EXERCISE DIRECTIONS →
Change "Tag" to "Mark" throughout the rows below and leave everything else as it is. Give the rows back without the pictures.

[Pointing records]
* * * * *
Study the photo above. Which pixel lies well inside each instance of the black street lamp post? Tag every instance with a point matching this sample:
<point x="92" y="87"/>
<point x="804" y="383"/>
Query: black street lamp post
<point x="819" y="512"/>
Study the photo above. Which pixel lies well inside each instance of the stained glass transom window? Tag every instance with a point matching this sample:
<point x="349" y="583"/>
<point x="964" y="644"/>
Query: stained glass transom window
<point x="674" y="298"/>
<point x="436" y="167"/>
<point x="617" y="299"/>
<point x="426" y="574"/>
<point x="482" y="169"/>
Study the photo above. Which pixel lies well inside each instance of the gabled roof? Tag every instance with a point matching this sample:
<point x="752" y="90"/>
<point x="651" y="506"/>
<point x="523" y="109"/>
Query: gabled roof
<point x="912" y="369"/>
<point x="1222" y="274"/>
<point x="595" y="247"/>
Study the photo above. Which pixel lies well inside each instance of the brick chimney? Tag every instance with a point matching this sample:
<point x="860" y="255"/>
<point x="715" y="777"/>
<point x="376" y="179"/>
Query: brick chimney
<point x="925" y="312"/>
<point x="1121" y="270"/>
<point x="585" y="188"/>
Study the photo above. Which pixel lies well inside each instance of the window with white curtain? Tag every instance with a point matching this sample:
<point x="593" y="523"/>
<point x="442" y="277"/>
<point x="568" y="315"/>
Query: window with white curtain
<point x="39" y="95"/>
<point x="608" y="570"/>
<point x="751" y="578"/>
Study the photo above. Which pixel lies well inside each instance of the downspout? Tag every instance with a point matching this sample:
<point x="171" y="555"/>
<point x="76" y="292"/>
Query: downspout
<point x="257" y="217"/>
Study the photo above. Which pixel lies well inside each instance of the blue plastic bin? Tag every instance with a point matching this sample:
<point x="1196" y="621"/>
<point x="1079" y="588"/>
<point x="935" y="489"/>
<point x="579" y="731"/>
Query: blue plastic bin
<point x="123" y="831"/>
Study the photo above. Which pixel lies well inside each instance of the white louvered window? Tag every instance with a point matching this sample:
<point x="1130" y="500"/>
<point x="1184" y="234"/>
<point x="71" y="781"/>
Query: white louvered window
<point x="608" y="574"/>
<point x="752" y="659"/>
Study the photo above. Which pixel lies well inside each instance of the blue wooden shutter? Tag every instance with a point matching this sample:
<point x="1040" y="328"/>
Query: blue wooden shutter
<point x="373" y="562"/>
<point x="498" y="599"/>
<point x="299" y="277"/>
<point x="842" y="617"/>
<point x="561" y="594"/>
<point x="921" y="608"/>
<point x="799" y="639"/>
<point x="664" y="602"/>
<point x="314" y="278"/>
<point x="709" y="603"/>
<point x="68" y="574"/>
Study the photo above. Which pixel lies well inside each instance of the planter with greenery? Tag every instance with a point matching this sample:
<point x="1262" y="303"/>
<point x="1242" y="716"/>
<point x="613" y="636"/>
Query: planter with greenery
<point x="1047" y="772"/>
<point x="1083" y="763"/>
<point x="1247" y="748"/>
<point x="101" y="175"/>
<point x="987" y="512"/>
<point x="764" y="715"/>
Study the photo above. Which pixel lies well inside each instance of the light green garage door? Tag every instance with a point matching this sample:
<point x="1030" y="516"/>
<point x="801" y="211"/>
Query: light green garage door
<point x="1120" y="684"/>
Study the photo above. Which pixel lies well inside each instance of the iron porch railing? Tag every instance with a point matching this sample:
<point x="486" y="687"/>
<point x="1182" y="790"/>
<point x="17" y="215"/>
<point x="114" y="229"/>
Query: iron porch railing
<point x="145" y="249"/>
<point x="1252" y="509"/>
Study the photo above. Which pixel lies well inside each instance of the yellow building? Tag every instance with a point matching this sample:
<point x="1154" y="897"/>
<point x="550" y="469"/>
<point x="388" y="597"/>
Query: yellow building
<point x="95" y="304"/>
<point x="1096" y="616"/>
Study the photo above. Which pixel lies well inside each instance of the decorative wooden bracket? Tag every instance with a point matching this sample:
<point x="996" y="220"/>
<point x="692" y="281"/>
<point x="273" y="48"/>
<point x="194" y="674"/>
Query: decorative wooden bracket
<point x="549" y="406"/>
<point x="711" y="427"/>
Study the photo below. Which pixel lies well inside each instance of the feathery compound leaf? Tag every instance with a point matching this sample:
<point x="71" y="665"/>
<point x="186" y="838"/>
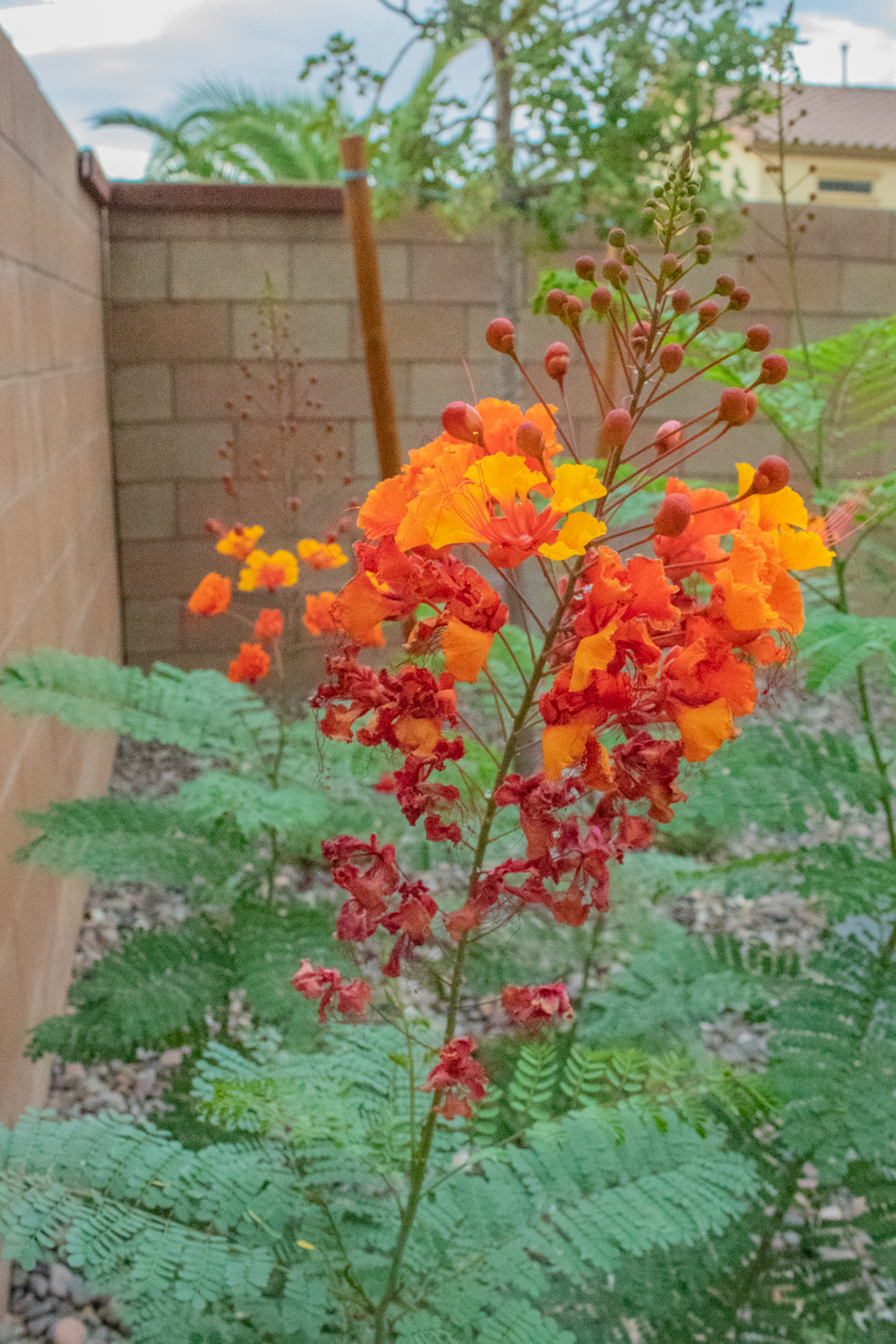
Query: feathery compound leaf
<point x="775" y="779"/>
<point x="156" y="989"/>
<point x="836" y="644"/>
<point x="198" y="711"/>
<point x="833" y="1051"/>
<point x="139" y="840"/>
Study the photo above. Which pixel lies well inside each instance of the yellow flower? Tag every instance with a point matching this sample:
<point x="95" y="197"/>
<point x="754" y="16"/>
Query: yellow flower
<point x="575" y="537"/>
<point x="504" y="478"/>
<point x="241" y="542"/>
<point x="575" y="484"/>
<point x="271" y="572"/>
<point x="319" y="556"/>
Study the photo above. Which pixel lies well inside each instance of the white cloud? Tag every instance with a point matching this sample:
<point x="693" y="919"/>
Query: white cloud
<point x="871" y="58"/>
<point x="89" y="24"/>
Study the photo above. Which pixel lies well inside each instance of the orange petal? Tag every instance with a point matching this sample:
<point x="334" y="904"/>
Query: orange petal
<point x="702" y="730"/>
<point x="564" y="744"/>
<point x="465" y="650"/>
<point x="359" y="609"/>
<point x="594" y="655"/>
<point x="418" y="736"/>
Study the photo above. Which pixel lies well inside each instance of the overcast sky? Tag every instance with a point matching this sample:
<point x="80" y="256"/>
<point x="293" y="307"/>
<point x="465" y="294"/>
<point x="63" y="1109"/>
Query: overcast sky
<point x="99" y="54"/>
* * * * *
EXPECTED ANSWER →
Study the photo above. Which pixel lies well inside each instance of the black street lamp post? Mark every instance with a point matching this sample:
<point x="92" y="87"/>
<point x="804" y="383"/>
Query: black street lamp post
<point x="819" y="512"/>
Study the photo above. Which pixel lies well inside each instance of the stained glass transom window? Mark every instance with a point matching this sample:
<point x="349" y="583"/>
<point x="964" y="644"/>
Query: stained glass transom window
<point x="674" y="298"/>
<point x="436" y="167"/>
<point x="617" y="299"/>
<point x="426" y="574"/>
<point x="482" y="169"/>
Study the photo above. Which pixel lies well inside each instance of the gabled roof? Mark every instance with a point matching this sample:
<point x="752" y="90"/>
<point x="651" y="506"/>
<point x="523" y="109"/>
Query: gabled roof
<point x="912" y="369"/>
<point x="1222" y="274"/>
<point x="595" y="247"/>
Study the photo above. Which pixel lies well inside each instance of the brick chimney? Mark every instance with a point matching this sample:
<point x="860" y="255"/>
<point x="715" y="777"/>
<point x="376" y="179"/>
Query: brick chimney
<point x="925" y="312"/>
<point x="1121" y="270"/>
<point x="585" y="188"/>
Study the photo above. Which pixel lies well inside each instance of the window with white curtain? Mark every instance with a point matching this sample:
<point x="593" y="523"/>
<point x="442" y="277"/>
<point x="568" y="315"/>
Query: window with white curtain
<point x="39" y="95"/>
<point x="608" y="570"/>
<point x="751" y="578"/>
Study the photo above. Which pixel lies well inside each instance of the downspout? Mark every instance with a point matching this sample:
<point x="171" y="555"/>
<point x="76" y="292"/>
Query: downspout
<point x="257" y="217"/>
Study the photo above. Which pixel lies well inside each instance of the blue plastic bin? Mark every instance with a point matching this sample:
<point x="1196" y="621"/>
<point x="1079" y="588"/>
<point x="935" y="489"/>
<point x="579" y="731"/>
Query: blue plastic bin
<point x="123" y="831"/>
Study the photo above. Which pixel lies well inside each instance of the white louvered window? Mark every instance with a point matching this sample:
<point x="1130" y="500"/>
<point x="1184" y="234"/>
<point x="71" y="781"/>
Query: white louvered window
<point x="608" y="574"/>
<point x="752" y="659"/>
Study the photo above. Which pixel lies well inside each instance of the blue wooden shutter? Mark every instance with a point matching this sample:
<point x="1040" y="328"/>
Query: blue wooden shutter
<point x="373" y="562"/>
<point x="498" y="599"/>
<point x="299" y="277"/>
<point x="842" y="617"/>
<point x="561" y="594"/>
<point x="921" y="608"/>
<point x="799" y="639"/>
<point x="664" y="602"/>
<point x="314" y="278"/>
<point x="709" y="603"/>
<point x="68" y="574"/>
Study the photo above. Which pixel lies well inside each instance of the planter with greenery? Mark every instance with a point matching this sample:
<point x="1262" y="303"/>
<point x="1242" y="716"/>
<point x="613" y="636"/>
Query: planter with greenery
<point x="1047" y="772"/>
<point x="1083" y="763"/>
<point x="1247" y="748"/>
<point x="101" y="175"/>
<point x="987" y="512"/>
<point x="764" y="715"/>
Study the photo above. Which pixel lies well inside each instance of the light green garage door? Mark every instance with a point matching this sample:
<point x="1030" y="516"/>
<point x="801" y="211"/>
Query: light green garage door
<point x="1120" y="684"/>
Study the photo above. Which pixel lies well inside each instance of the iron porch railing? Mark every instance with a point matching this sample:
<point x="486" y="687"/>
<point x="1182" y="790"/>
<point x="17" y="215"/>
<point x="114" y="229"/>
Query: iron porch railing
<point x="145" y="249"/>
<point x="1252" y="509"/>
Study the photo above. Which pixel lies well inside each instance of the yellow building? Mark every instance with a point matching this sample:
<point x="1154" y="897"/>
<point x="550" y="469"/>
<point x="388" y="597"/>
Query: yellow building
<point x="95" y="304"/>
<point x="1096" y="616"/>
Study the photo above. Which pixel lies well inside each instance of the decorative wooden bracket? Mark every instance with a point matching this sample:
<point x="996" y="220"/>
<point x="692" y="281"/>
<point x="273" y="48"/>
<point x="194" y="674"/>
Query: decorative wooden bracket
<point x="549" y="406"/>
<point x="711" y="427"/>
Study the photo below. Which pixel lies well inside each instance of the feathery compound leaf? Mark every instance with a point matching this sample:
<point x="71" y="665"/>
<point x="186" y="838"/>
Query: feathery compound leaf
<point x="775" y="779"/>
<point x="156" y="989"/>
<point x="836" y="644"/>
<point x="198" y="711"/>
<point x="833" y="1051"/>
<point x="139" y="840"/>
Study the photo above. Which pixel lies well inside each instance of the yellow flower? Mark every instance with a point matching this sample:
<point x="95" y="197"/>
<point x="754" y="16"/>
Query: yellow flower
<point x="575" y="537"/>
<point x="504" y="478"/>
<point x="241" y="542"/>
<point x="575" y="484"/>
<point x="271" y="572"/>
<point x="319" y="556"/>
Study the photo above. Which pixel lies well inside each instance of the white cloud? Mark every instance with a point matching this sample:
<point x="693" y="919"/>
Query: white cloud
<point x="871" y="58"/>
<point x="89" y="24"/>
Study the photo above. Which pixel lies well inside each instance of the orange petal? Mark every instance with a point matching this sample:
<point x="334" y="904"/>
Query: orange petal
<point x="702" y="730"/>
<point x="564" y="744"/>
<point x="465" y="650"/>
<point x="359" y="609"/>
<point x="594" y="655"/>
<point x="418" y="736"/>
Study the photo above. Which pixel lies well inside each instance of the overcast sky? Mark every instance with a point matching this sample:
<point x="80" y="256"/>
<point x="293" y="307"/>
<point x="465" y="294"/>
<point x="63" y="1109"/>
Query: overcast sky
<point x="99" y="54"/>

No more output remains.